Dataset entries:
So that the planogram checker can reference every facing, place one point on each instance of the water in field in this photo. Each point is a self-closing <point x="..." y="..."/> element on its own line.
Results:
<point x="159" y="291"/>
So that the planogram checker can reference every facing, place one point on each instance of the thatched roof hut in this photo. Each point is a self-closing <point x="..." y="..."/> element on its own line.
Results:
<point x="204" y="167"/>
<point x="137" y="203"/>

### WRITTEN INSTRUCTION
Rewrite every line of the items above, requests included, with each x and y coordinate in the answers multiplied by 0.8 and rounded to a whole number, halves rounded up.

### SOLUTION BELOW
So that the planogram checker can reference every facing, place one point on each instance of the water in field in this photo. Each point is a self-closing <point x="..." y="..."/> element on its own line.
Results:
<point x="127" y="233"/>
So that the planogram checker can reference every facing, place one point on each instance of the thatched roof hut in this photo. Each point is a self-closing <point x="..." y="..."/> element on its own line.
Results:
<point x="163" y="134"/>
<point x="110" y="162"/>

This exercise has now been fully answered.